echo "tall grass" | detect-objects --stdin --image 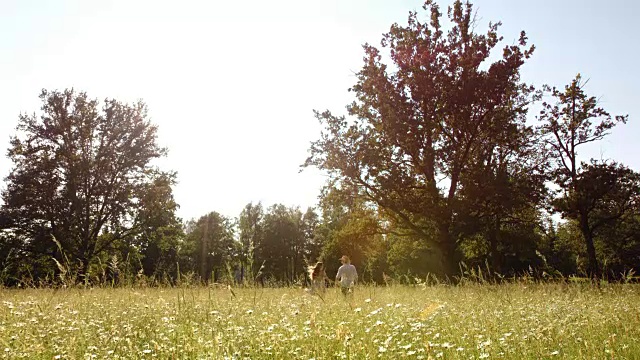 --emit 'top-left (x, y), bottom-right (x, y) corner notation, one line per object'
(0, 281), (640, 359)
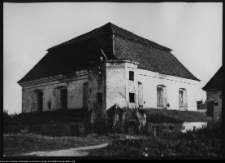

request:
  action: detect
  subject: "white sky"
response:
[3,2,222,113]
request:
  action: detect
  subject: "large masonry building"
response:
[18,23,200,132]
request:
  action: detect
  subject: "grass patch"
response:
[3,133,111,157]
[89,126,222,157]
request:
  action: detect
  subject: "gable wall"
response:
[138,69,197,110]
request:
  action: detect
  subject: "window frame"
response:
[129,92,135,103]
[129,71,134,81]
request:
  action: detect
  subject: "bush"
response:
[90,124,222,157]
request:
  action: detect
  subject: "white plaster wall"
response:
[138,69,198,111]
[125,63,138,109]
[181,122,207,132]
[22,76,88,112]
[106,63,128,109]
[207,91,222,122]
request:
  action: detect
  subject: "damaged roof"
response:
[18,23,200,83]
[202,66,223,91]
[143,109,207,123]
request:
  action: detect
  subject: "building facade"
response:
[202,66,223,124]
[18,23,202,135]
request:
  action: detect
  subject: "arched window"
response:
[57,86,67,109]
[83,82,88,108]
[35,90,43,111]
[157,85,167,109]
[179,88,188,110]
[138,82,143,107]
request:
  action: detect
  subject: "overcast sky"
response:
[3,2,222,113]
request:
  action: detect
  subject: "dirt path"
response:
[22,143,108,157]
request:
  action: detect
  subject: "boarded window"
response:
[97,93,102,103]
[152,126,159,137]
[157,85,167,108]
[83,82,88,107]
[129,93,135,103]
[206,101,214,116]
[60,88,67,109]
[169,126,174,131]
[138,82,143,107]
[37,92,43,111]
[179,88,187,110]
[129,71,134,81]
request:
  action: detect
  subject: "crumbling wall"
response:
[22,75,88,113]
[207,91,222,122]
[88,62,107,132]
[106,63,128,109]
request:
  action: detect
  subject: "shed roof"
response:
[18,23,199,83]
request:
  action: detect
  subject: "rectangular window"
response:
[37,92,43,111]
[97,93,102,103]
[129,93,134,103]
[153,126,159,137]
[169,126,174,131]
[60,89,67,109]
[129,71,134,81]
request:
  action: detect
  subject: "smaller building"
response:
[145,109,207,136]
[197,99,207,113]
[202,66,223,124]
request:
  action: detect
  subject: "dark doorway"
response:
[60,89,67,109]
[97,93,102,104]
[83,82,88,108]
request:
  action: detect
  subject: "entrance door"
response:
[37,92,43,111]
[60,89,67,109]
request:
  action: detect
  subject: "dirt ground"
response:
[21,143,108,157]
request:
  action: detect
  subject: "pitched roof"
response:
[18,23,199,83]
[202,66,223,91]
[143,109,207,123]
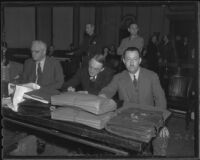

Objective =>
Count the lines of the entries above that contain the string "wall", treating uppercase and lowercase as distinct. Respond with the number alone.

Output for this task =>
3